TRECHO SELECIONADO:
É o mesmo que desistir do Nobel, rejeitar o Oscar, deixar para lá o Pulitzer: Jérôme Brochot, chef refinado e renomado, decidiu devolver a estrela Michelin que conquistou.
Ele está renunciando à honraria tipicamente francesa que diferencia seu restaurante de milhares de outros, o sonho de vida de centenas de profissionais. A decisão, porém, não foi impensada, nem é resultado de arrogância, ingratidão ou desprezo, apenas consequência de uma razão prosaica, mas não menos importante: ele não tem mais condições financeiras de mantê-la.
É uma medida drástica que diz tudo sobre a terrível realidade da "outra França" – a das províncias onde mais de 10% dos imóveis comerciais, em média, estão vagos, os empregos tradicionais já não existem e os cafés ficam vazios nas manhãs mais frias.
Mesmo em uma região famosa por suas tradições culinárias, esta cidadezinha mineradora decadente no interior da Baixa Borgonha não pôde manter um restaurante estrelado. Brochot, de 46 anos, apostou na alta culinária em um vilarejo operário e perdeu.

LISTA DE TAREFAS:
[a] Responda às perguntas abaixo com base no texto sobre a estrela Michelin de Brochot.
(i) Quantos anos tem Jérôme Brochot?
(ii) Qual é a razão que leva Brochot a devolver a estrela Michelin?
(iii) Nas províncias da "outra França", que porcentagem dos imóveis comerciais está vaga, em média?
[b] Retome o texto sobre a estrela Michelin de Brochot a partir do ponto em que ele para e dê continuidade a ele.
O material a seguir não tem papel algum aqui.

MATERIAL FORNECIDO:

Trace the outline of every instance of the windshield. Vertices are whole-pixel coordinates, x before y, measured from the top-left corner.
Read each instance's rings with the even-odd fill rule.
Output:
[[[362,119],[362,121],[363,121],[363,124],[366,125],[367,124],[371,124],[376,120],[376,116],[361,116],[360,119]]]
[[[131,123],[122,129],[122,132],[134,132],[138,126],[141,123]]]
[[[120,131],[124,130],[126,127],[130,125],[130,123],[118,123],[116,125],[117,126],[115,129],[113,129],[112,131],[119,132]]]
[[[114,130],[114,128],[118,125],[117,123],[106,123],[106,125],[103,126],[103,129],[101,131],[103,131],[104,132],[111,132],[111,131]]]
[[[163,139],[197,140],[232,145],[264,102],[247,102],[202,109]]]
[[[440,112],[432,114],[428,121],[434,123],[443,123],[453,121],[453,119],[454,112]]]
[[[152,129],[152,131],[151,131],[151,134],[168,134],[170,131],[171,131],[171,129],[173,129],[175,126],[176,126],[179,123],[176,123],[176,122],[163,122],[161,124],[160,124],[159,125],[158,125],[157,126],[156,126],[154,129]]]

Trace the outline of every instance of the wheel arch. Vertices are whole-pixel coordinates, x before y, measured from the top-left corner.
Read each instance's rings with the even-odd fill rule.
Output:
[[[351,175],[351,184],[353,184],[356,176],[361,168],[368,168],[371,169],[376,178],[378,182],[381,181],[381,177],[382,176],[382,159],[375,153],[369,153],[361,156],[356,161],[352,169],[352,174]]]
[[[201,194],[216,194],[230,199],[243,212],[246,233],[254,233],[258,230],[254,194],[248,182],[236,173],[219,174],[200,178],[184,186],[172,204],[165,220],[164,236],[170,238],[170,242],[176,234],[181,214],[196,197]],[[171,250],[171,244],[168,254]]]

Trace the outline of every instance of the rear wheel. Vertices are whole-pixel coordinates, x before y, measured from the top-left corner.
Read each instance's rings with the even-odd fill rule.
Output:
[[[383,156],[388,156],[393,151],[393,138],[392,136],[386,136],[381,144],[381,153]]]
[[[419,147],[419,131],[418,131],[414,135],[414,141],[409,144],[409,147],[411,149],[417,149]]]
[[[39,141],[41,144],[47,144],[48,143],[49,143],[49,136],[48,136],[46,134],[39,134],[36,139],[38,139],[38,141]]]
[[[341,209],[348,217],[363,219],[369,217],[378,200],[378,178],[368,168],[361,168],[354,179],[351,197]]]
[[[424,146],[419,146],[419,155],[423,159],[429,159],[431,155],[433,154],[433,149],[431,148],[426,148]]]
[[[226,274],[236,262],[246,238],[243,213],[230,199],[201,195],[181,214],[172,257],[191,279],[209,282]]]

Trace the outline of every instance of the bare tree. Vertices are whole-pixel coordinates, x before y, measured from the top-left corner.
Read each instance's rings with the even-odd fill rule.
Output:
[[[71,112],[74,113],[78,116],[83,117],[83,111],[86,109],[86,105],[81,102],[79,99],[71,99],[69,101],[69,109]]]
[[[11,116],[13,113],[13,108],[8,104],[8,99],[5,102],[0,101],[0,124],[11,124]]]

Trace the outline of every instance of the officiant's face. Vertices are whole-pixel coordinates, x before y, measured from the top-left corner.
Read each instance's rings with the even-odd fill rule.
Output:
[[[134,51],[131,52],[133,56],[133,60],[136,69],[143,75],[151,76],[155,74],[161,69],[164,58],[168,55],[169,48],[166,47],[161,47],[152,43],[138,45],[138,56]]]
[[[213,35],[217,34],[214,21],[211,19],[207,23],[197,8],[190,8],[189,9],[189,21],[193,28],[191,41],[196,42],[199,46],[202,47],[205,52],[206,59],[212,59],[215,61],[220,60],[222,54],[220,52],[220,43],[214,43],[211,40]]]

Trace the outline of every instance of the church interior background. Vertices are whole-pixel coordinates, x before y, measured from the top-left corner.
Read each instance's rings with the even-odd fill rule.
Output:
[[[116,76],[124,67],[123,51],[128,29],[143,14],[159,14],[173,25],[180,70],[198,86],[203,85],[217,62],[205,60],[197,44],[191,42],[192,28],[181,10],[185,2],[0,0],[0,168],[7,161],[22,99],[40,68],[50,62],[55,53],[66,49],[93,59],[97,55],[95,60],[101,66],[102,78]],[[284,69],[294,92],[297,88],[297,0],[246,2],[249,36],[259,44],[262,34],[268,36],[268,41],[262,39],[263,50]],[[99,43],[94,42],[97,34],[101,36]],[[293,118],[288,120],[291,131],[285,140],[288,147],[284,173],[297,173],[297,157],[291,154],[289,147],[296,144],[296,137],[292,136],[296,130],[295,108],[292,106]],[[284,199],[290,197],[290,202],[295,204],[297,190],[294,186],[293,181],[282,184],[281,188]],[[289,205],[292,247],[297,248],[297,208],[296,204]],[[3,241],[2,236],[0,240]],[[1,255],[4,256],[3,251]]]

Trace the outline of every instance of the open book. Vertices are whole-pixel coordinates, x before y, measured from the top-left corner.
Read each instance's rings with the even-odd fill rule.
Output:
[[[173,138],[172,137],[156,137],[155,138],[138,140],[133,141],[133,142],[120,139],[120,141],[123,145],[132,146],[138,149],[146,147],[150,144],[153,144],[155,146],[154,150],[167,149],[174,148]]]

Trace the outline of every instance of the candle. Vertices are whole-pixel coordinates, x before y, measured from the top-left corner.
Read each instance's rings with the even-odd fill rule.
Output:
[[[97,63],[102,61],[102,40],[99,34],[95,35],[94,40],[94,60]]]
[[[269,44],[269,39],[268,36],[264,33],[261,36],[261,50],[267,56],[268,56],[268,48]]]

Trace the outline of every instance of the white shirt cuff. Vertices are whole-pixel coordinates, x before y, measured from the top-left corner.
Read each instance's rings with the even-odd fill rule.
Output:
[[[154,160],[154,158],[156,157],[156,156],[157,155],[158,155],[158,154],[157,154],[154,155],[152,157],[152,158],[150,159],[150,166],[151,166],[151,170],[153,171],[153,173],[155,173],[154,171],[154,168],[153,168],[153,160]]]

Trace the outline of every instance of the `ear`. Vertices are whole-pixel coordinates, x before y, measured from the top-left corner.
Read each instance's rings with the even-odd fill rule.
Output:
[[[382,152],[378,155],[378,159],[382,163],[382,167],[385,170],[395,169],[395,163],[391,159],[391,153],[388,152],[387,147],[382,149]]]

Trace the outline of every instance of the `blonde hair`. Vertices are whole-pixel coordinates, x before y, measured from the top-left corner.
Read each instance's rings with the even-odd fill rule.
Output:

RESPOSTAS:
[a]
(i) Ele tem 46 anos.
(ii) Ele não tem mais condições financeiras de mantê-la.
(iii) Mais de 10%.

[b]
Em novembro, o chef escreveu para o guia – responsável pela bíblia vermelha e grossa da gastronomia que é compilada em Paris, e que foi quem lhe concedeu a honraria – para anunciar que não a queria mais. Disse que não estava mais conseguindo manter seu hotel-restaurante, Le France; não podia mais pagar os funcionários, os mantimentos e a precisão embutidos nos preços de uma casa de tamanha categoria.
"A situação econômica aqui na antiga bacia mineradora é um desastre. O que estou fazendo é muito sério; não foi uma decisão impensada. Eu simplesmente não tenho outra opção", escreveu.
A desistência não é inédita, mas incomum; apenas alguns chefs triestrelados lançaram mão dela ao longo dos anos, subjugados pelas despesas e a pressão de manter um templo gastronômico.
O caso mais recente foi o de Sebastien Bras, em Laguiole, em 2017, mas é muito raro entre as casas de uma estrela, mais modestas, e particularmente contundente em um lugar de pouquíssimas atrações.
Na verdade, ao sair da cozinha reluzente e do salão imaculado de Brochot, é inevitável questionar como ele conseguiu tamanho reconhecimento, já que o estabelecimento parece uma extravagância em um vilarejo industrial caído que conheceu o auge há mais de cem anos; tem muito a ver com a eterna reprovação à própria França como país que vive acima das próprias posses.
As placas de "Vende-se" nas fachadas em tons pastel ao longo da rua de Brochot já estão desbotadas; poucos são os corajosos que se arriscam no gelo matinal de dezembro, curvados sob o peso do frio e da idade. "Ninguém vai querer comprar", sentencia ele na porta de uma das lojas.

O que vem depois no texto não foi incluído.